§ Exercise tasks:
(A) Copy out the section of the Glazebrook railway station passage starting with "The station building, opened" and going on through "National Rail Enquiries.".
(B) Answer these questions from the passage about Glazebrook railway station:
(i) Which company operates the station and all trains serving it?
(ii) On what date did the station building open?
(iii) When is the ticket office open?
(C) Extend the text on Glazebrook railway station past its final sentence.

(Passage provided)

Glazebrook railway station serves the villages in the civil parish of Rixton-with-Glazebrook in the Warrington unitary authority in the ceremonial county of Cheshire, England. The station, and all trains serving it, are operated by Northern Trains. The station is  west of Manchester Oxford Road on the Manchester to Liverpool Line.

History

Glazebrook station was formerly located between two junctions, Glazebrook West for the Wigan Junction Railways to Wigan Central and St Helens Central (GCR), services to those stations ceasing in 1952 (St Helen's Central) and 1964 (Wigan Central); and Glazebrook East Junction for the line to Stockport Tiviot Dale via Skelton Junction, passenger services to there also ceased in 1964. East of Glazebrook there is the only passing loop east of Warrington, used regularly for late running fast trains to pass local services.

The station building, opened on 2 September 1873, is of typical Cheshire Lines Committee design. The ticket office is open weekday mornings only (07:10 -10:10). Although this station is not within the Greater Manchester area, it does mark the western boundary of the range of rail tickets produced by Transport for Greater Manchester.  Level access to the platform is available on the Liverpool-bound side; the opposite side is accessed via a long ramp but neither side is listed as step-free by National Rail Enquiries.

(End Passage provided)
(Supplied data)

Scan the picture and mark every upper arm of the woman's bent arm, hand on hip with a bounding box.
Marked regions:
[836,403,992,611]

(End Supplied data)

§ Answers:
(A)
The station building, opened on 2 September 1873, is of typical Cheshire Lines Committee design. The ticket office is open weekday mornings only (07:10 -10:10). Although this station is not within the Greater Manchester area, it does mark the western boundary of the range of rail tickets produced by Transport for Greater Manchester.  Level access to the platform is available on the Liverpool-bound side; the opposite side is accessed via a long ramp but neither side is listed as step-free by National Rail Enquiries.

(B)
(i) Northern Trains
(ii) 2 September 1873
(iii) Weekday mornings only, 07:10 to 10:10

(C)
Services

Daytime services are roughly two hourly towards Birchwood and Liverpool Lime Street and two hourly towards Irlam and Manchester Oxford Road. Against the trend, evening services are in fact more frequent than during the day (roughly hourly, though most services run to/from Warrington Central only). There are additional peak services but no Sunday services (nearest stations with Sunday services are Irlam or Birchwood).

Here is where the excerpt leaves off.